**Dataset excerpts:**

● ● ● ● ● ● ●

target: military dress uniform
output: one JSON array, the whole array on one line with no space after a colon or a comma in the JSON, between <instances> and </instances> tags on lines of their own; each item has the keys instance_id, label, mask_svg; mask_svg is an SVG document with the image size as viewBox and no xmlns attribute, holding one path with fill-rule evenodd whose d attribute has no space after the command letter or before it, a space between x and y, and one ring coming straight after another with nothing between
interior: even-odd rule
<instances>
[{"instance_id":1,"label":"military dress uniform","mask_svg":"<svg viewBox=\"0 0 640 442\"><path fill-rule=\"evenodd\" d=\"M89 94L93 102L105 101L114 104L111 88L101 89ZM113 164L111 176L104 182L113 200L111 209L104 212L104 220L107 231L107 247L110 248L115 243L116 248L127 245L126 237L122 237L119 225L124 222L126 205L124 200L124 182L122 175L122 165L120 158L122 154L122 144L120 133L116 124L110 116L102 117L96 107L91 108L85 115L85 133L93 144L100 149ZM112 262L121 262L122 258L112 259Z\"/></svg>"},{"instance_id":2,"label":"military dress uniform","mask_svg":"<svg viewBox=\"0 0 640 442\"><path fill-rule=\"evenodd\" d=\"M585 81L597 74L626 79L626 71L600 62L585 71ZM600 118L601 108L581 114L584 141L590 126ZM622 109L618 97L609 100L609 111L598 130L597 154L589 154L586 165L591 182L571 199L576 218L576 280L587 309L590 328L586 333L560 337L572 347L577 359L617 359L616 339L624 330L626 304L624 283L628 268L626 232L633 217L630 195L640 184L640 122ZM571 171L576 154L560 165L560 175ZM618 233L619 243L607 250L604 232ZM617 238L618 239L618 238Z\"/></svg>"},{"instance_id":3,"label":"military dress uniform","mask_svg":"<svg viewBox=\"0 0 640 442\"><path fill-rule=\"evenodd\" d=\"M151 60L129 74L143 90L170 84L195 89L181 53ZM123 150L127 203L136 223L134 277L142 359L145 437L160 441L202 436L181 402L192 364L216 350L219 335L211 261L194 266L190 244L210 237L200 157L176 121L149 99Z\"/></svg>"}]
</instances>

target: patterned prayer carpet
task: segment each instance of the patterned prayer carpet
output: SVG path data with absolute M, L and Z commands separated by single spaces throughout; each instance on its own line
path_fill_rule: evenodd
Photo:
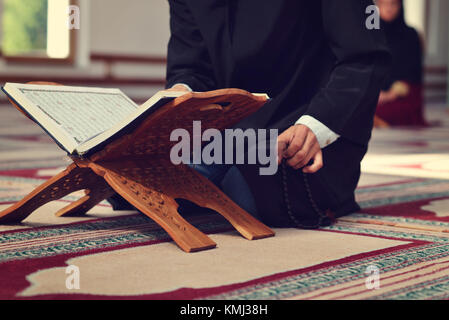
M 448 299 L 448 137 L 446 123 L 375 131 L 357 190 L 363 209 L 331 227 L 247 241 L 219 215 L 186 217 L 218 244 L 193 254 L 107 203 L 56 218 L 72 194 L 0 226 L 0 299 Z M 35 124 L 0 107 L 0 210 L 66 164 Z M 79 289 L 66 286 L 69 265 Z

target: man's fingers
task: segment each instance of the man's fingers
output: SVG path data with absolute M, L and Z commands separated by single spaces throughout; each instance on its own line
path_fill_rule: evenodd
M 301 149 L 287 161 L 287 164 L 295 169 L 300 169 L 307 165 L 315 152 L 319 149 L 313 134 L 308 134 Z
M 285 150 L 284 152 L 284 158 L 287 159 L 292 158 L 298 151 L 303 148 L 304 142 L 307 138 L 307 130 L 303 130 L 304 128 L 300 126 L 292 128 L 294 128 L 295 130 L 291 131 L 290 141 L 288 141 L 287 150 Z
M 170 89 L 165 89 L 165 91 L 181 91 L 181 92 L 185 92 L 188 93 L 190 92 L 189 89 L 187 89 L 187 87 L 185 85 L 182 84 L 175 84 L 173 87 L 171 87 Z
M 296 168 L 306 157 L 307 153 L 304 150 L 299 150 L 292 158 L 287 160 L 287 164 Z
M 306 158 L 304 158 L 301 162 L 299 162 L 296 166 L 294 166 L 293 169 L 299 170 L 301 168 L 304 168 L 310 162 L 310 160 L 312 160 L 313 158 L 312 154 L 313 152 L 309 153 L 309 155 Z
M 304 173 L 316 173 L 323 167 L 323 153 L 321 150 L 313 157 L 313 163 L 310 166 L 305 167 L 302 172 Z
M 321 148 L 313 132 L 299 125 L 290 127 L 278 137 L 277 151 L 278 164 L 287 159 L 287 164 L 297 170 L 309 164 L 318 152 L 321 153 Z

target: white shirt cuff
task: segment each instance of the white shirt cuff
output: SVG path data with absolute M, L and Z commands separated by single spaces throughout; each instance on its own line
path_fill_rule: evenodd
M 315 134 L 321 149 L 337 141 L 340 135 L 333 132 L 323 123 L 311 116 L 302 116 L 295 124 L 302 124 L 308 127 Z
M 189 85 L 187 85 L 187 84 L 185 84 L 185 83 L 175 83 L 174 85 L 173 85 L 173 87 L 174 86 L 184 86 L 187 90 L 189 90 L 190 92 L 192 92 L 193 90 L 192 90 L 192 88 L 190 88 L 190 86 Z

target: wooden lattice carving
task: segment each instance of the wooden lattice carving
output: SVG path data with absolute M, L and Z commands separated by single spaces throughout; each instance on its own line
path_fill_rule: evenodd
M 66 170 L 0 212 L 0 223 L 22 221 L 49 201 L 85 190 L 84 197 L 56 214 L 85 214 L 117 192 L 164 228 L 184 251 L 215 247 L 214 241 L 178 213 L 174 199 L 184 198 L 217 211 L 247 239 L 273 236 L 271 229 L 208 179 L 184 164 L 170 161 L 170 150 L 176 143 L 170 141 L 174 129 L 186 129 L 192 136 L 193 121 L 201 121 L 202 131 L 229 128 L 257 111 L 265 100 L 238 89 L 185 94 L 89 158 L 73 157 L 74 162 Z

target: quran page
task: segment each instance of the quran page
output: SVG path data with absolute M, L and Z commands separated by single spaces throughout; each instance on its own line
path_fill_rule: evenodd
M 15 93 L 14 99 L 20 100 L 17 102 L 37 122 L 44 125 L 41 123 L 44 121 L 46 131 L 53 129 L 65 135 L 63 140 L 71 140 L 69 149 L 72 150 L 110 129 L 138 108 L 118 89 L 8 83 L 5 91 Z M 56 132 L 49 133 L 56 139 L 61 138 Z
M 82 143 L 124 119 L 137 105 L 121 91 L 58 90 L 19 88 L 19 90 L 60 125 L 76 142 Z

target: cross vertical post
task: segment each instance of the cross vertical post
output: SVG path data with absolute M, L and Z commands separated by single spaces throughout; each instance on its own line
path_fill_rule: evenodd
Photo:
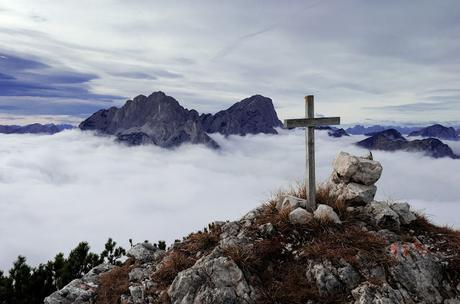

● ● ● ● ● ● ●

**TASK:**
Output each line exactly, from the first line of the data down to the line that contains "output: one JSON", both included.

**RESPONSE:**
target: military dress uniform
output: one JSON array, the whole array on one line with no space after a colon or a comma in the JSON, between <instances> and </instances> tags on lines of their own; each item has the keys instance_id, label, mask_svg; mask_svg is an SVG document with the image size as viewBox and no xmlns attribute, holding one path with fill-rule evenodd whose d attribute has no space after the command letter or before it, a space between x and y, and one ring coming straight after another with nothing between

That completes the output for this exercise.